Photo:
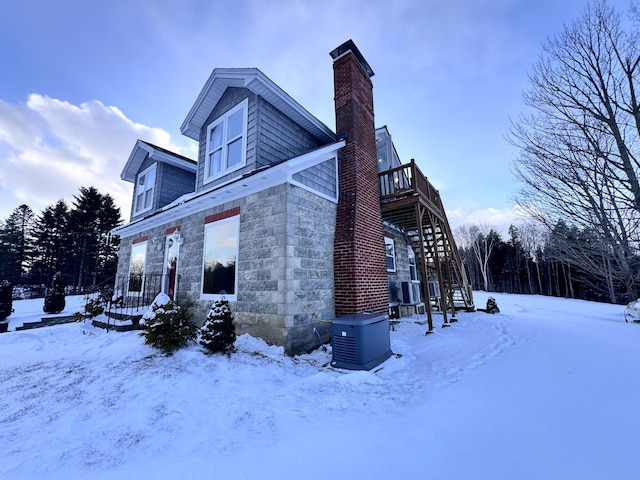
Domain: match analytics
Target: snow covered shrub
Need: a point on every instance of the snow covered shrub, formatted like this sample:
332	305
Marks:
218	334
54	300
93	308
6	299
168	326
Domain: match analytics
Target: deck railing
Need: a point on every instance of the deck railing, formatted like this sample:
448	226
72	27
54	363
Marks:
405	181
129	296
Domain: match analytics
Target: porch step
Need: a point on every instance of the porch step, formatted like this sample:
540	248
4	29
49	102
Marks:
135	324
48	321
134	317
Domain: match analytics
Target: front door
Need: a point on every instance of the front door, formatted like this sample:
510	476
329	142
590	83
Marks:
171	255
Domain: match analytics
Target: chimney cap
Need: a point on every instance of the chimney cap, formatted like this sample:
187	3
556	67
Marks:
350	46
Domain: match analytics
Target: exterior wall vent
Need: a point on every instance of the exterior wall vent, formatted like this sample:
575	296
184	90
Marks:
360	341
410	293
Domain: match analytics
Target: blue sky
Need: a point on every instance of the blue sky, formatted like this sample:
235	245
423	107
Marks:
82	80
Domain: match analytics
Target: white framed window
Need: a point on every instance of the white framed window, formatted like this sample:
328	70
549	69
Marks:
144	190
413	271
390	251
136	268
227	142
220	259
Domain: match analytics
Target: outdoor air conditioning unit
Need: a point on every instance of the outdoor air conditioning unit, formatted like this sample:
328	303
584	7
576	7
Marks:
410	292
360	341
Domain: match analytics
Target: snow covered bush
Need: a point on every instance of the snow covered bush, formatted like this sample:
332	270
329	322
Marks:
218	334
93	307
6	299
168	326
54	301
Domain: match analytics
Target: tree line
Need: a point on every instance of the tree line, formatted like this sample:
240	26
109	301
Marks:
578	164
71	239
563	261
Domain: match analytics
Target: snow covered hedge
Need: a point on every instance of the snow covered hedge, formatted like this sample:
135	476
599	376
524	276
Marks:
168	326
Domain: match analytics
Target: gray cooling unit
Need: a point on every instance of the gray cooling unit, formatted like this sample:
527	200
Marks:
360	341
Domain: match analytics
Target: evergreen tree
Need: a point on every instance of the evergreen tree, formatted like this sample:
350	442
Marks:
51	238
54	301
17	243
91	219
6	299
218	334
168	326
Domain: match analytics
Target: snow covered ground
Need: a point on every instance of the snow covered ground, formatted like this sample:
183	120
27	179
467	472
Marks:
547	389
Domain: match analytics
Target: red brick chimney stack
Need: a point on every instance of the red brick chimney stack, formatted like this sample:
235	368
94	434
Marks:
360	273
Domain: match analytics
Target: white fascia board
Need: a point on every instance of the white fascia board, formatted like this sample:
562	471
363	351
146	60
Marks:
140	152
256	81
235	189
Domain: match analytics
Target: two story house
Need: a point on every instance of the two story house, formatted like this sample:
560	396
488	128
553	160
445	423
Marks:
291	222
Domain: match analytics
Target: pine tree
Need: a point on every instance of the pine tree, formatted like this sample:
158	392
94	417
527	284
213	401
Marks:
91	219
16	236
54	300
51	238
218	334
6	299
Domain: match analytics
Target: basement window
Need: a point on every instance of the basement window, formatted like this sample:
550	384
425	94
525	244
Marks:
390	251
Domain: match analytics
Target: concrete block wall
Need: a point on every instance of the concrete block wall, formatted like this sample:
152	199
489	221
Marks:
285	264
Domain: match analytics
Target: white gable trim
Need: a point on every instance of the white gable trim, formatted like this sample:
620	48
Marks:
256	81
142	149
233	190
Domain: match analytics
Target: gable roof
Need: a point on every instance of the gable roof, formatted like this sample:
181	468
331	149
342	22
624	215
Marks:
143	149
250	183
257	82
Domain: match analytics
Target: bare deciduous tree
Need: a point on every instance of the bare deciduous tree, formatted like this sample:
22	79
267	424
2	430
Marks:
481	239
579	158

Description of the task »
In the records above, find each line with the word "gable" and copy it.

Exercise response »
Target: white gable trim
Need: a point on every instance of the white gable trim, formatted like this sample:
Target: gable roof
Need: a point on every instance of the gable roof, formatted like this sample:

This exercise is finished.